__Directions for this task__
Exactly reproduce the lines from the line that has "Where can you see the snowcoach here?" down to the last line of the entries, inclusive.

__Data extract__
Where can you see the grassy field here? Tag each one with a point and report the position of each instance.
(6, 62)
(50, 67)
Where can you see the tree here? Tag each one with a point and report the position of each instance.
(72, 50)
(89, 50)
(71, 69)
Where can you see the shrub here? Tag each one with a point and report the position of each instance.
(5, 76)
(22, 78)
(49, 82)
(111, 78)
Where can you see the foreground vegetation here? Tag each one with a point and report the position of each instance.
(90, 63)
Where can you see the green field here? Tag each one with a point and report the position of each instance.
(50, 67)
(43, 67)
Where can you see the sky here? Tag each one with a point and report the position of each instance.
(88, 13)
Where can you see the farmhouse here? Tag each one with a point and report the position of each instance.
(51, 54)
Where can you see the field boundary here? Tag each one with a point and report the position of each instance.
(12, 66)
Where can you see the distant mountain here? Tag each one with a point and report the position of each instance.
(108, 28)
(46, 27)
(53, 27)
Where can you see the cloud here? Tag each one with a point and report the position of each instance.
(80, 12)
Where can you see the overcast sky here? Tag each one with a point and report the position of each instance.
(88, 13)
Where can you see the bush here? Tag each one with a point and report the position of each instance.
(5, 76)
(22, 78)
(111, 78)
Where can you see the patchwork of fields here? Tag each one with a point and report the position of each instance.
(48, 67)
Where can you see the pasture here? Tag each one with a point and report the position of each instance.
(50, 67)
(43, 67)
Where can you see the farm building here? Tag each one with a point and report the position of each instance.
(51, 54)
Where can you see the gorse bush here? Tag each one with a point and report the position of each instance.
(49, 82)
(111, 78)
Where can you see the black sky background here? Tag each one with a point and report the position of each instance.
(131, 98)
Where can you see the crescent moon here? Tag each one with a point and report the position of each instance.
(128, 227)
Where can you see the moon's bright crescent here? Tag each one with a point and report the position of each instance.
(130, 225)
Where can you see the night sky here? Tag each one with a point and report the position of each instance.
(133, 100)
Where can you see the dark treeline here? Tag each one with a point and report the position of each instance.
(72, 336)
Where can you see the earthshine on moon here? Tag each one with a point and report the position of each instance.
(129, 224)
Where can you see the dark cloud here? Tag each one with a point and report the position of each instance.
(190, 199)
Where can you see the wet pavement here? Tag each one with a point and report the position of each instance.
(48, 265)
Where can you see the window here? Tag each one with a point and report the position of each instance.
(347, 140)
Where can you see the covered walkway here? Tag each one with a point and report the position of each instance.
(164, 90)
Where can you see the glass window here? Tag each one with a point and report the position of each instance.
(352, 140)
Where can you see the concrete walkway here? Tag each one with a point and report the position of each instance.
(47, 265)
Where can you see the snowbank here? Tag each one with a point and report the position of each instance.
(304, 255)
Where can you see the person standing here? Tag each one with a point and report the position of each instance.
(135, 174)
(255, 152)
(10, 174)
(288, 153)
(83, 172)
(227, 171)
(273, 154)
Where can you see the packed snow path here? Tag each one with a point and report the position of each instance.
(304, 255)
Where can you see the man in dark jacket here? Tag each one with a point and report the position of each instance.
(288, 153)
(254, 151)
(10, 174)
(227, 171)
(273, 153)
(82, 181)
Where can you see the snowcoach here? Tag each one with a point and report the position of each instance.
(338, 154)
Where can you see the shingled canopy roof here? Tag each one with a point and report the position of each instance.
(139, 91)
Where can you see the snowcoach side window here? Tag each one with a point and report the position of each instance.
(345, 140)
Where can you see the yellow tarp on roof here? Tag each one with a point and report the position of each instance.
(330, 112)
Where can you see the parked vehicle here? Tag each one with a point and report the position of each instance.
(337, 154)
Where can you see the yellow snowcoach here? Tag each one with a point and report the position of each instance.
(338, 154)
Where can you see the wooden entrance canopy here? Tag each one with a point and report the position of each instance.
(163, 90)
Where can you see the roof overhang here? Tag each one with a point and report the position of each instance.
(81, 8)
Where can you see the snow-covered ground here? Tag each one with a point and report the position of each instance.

__Correct result__
Where can you see the snowcoach here? Tag each one with a point and report the position of each instance.
(338, 154)
Where can you see the shingled canopy roof here? Tag each one with a point and report the position of each instance.
(139, 91)
Where can you see the snowcoach side window here? Tag each one with a point and report the position of each instance.
(345, 140)
Where can you see the yellow tarp on roof here? Tag each one with a point and report the position of each instance.
(330, 112)
Where can you see the parked vehicle here? Tag each one with a point and report the position of each instance.
(337, 154)
Where can you see the yellow snowcoach here? Tag each one with a point and report the position of each instance.
(338, 154)
Where can you see the wooden entrance canopy here? Tag each one with a point and report the position of each instance.
(163, 90)
Where can you see the roof overhang here? Tag each one with a point and report the position of each instance.
(81, 8)
Where can you see the snow-covered ground here? Tag each one with a point and report the position of each instance.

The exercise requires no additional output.